::: RAW RECORDS

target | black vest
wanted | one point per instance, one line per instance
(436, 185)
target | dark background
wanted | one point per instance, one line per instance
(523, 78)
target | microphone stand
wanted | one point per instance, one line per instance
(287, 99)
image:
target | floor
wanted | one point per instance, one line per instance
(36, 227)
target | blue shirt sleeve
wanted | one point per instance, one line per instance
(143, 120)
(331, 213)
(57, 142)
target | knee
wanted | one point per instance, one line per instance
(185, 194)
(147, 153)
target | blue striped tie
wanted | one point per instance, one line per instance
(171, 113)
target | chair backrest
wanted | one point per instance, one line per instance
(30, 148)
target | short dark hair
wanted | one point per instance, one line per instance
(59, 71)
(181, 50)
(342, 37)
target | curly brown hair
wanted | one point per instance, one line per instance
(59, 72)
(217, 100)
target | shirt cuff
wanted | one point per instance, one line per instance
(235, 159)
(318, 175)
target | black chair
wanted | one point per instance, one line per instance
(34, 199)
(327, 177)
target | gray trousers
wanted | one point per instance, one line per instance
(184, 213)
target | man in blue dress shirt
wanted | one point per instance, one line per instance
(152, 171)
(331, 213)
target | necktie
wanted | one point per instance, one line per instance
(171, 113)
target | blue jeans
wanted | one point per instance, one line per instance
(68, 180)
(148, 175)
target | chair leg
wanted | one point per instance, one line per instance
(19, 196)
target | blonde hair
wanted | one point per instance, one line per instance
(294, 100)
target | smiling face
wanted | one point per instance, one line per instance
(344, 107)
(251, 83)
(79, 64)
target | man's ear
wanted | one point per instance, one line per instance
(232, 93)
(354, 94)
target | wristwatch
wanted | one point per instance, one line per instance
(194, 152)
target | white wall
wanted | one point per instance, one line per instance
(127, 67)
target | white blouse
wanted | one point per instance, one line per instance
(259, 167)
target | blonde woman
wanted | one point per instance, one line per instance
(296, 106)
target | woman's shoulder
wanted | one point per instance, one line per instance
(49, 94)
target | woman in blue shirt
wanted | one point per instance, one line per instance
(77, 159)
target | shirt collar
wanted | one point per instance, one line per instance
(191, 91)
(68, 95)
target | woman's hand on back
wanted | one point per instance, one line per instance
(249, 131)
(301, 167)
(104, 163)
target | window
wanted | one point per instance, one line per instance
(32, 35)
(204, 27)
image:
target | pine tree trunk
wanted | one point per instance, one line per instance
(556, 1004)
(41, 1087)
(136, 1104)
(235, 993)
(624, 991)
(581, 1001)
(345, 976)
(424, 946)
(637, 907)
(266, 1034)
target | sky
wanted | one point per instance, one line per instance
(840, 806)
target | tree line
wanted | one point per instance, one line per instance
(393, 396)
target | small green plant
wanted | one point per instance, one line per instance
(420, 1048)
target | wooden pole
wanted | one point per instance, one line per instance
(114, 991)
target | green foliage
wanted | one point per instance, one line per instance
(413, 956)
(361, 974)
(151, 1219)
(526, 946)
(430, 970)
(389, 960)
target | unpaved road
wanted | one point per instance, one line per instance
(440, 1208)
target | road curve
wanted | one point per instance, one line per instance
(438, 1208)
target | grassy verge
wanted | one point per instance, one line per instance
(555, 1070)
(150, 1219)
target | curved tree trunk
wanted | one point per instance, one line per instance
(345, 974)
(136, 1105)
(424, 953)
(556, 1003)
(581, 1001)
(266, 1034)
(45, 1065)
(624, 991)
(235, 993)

::::::

EXERCISE TASK:
Give all of the rows above again with every "target" swapped for "label" and nothing else changed.

REPLY TO THE TASK:
label | black vest
wanted | one point per instance, one line per instance
(436, 185)
label | dark background
wanted | one point per instance, one line per instance
(523, 78)
label | microphone stand
wanted | one point per instance, one line per instance
(287, 99)
image:
label | floor
wanted | one point per instance, one line per instance
(36, 227)
label | blue shirt sleeve
wanted | one point per instance, one line per instance
(143, 120)
(331, 213)
(57, 142)
label | knee
wanted | one point per instance, one line per instance
(185, 194)
(147, 153)
label | blue striped tie
wanted | one point per instance, one line per instance
(171, 113)
label | chair backrest
wanted | one point per instance, one line per instance
(30, 148)
label | short dark hair
wanted | one point per instance, one line per instance
(59, 71)
(181, 50)
(342, 37)
label | curly brown hair
wanted | one point per instance, one line per instance
(59, 72)
(217, 100)
label | shirt cuff
wanted | one point per instance, one line per instance
(235, 159)
(318, 175)
label | black chair
wanted | one point per instance, one line per instance
(34, 199)
(327, 177)
label | gray trousers
wanted | one point per instance, one line per instance
(184, 213)
label | man in blue dress shirt
wanted | one point per instance, one line per instance
(152, 171)
(331, 213)
label | necktie
wanted | one point per instance, one line per instance
(171, 113)
label | blue jeans
wanted | one point per instance, one line per instance
(68, 180)
(148, 175)
label | chair leg
wanted | one point per instance, one line per instance
(19, 196)
label | blonde hair
wanted | one point per instance, one line per instance
(294, 100)
label | smiling face
wanted | one point per instance, one line per instance
(344, 107)
(251, 83)
(79, 64)
label | man's ear
wanted | one point per instance, one line per instance
(232, 93)
(354, 94)
label | wristwatch
wanted | one point per instance, one line per instance
(194, 152)
label | white wall
wanted | one point per instance, one line per instance
(127, 67)
label | white blouse
wanted | one point per instance, one line per instance
(259, 167)
label | blonde woman
wanted | one point per instance, one line per instance
(296, 106)
label | woman's shoulder
wanted | one point per instance, one line per instance
(49, 94)
label | woman in blue shirt
wanted | one point per instance, one line per instance
(77, 159)
label | shirt collar
wanted | one point per instance, one line per instance
(191, 91)
(68, 95)
label | woman's hand on back
wanted | one point per instance, one line per instance
(249, 131)
(301, 167)
(104, 163)
label | window
wanted | one point per instance, one line per instance
(32, 35)
(204, 27)
image:
label | pine tree trunk
wanted | one point per instance, one line per instance
(556, 1004)
(41, 1087)
(136, 1104)
(235, 993)
(624, 991)
(581, 1001)
(345, 976)
(424, 946)
(637, 907)
(266, 1034)
label | sky
wanted | one point per instance, one line per instance
(840, 806)
label | tree line
wanted | one point per instance, one line per instance
(393, 396)
label | small green plant
wanted | one point per instance, one line per instance
(420, 1048)
label | wooden pole
wanted | one point per instance, one line per instance
(114, 991)
label | green foliage
wanted | one point per instance, one line per instance
(413, 956)
(361, 974)
(151, 1219)
(526, 946)
(430, 970)
(389, 960)
label | unpaved road
wanted | one point per instance, one line per instance
(440, 1208)
label | road curve
wanted | one point per instance, one line per instance
(438, 1208)
label | grassy verge
wanted | one point per instance, one line per instance
(555, 1070)
(150, 1219)
label | curved tree trunk
wanted | one point per instance, one line per instance
(345, 974)
(136, 1105)
(424, 953)
(556, 1003)
(581, 1001)
(266, 1034)
(45, 1065)
(624, 991)
(235, 993)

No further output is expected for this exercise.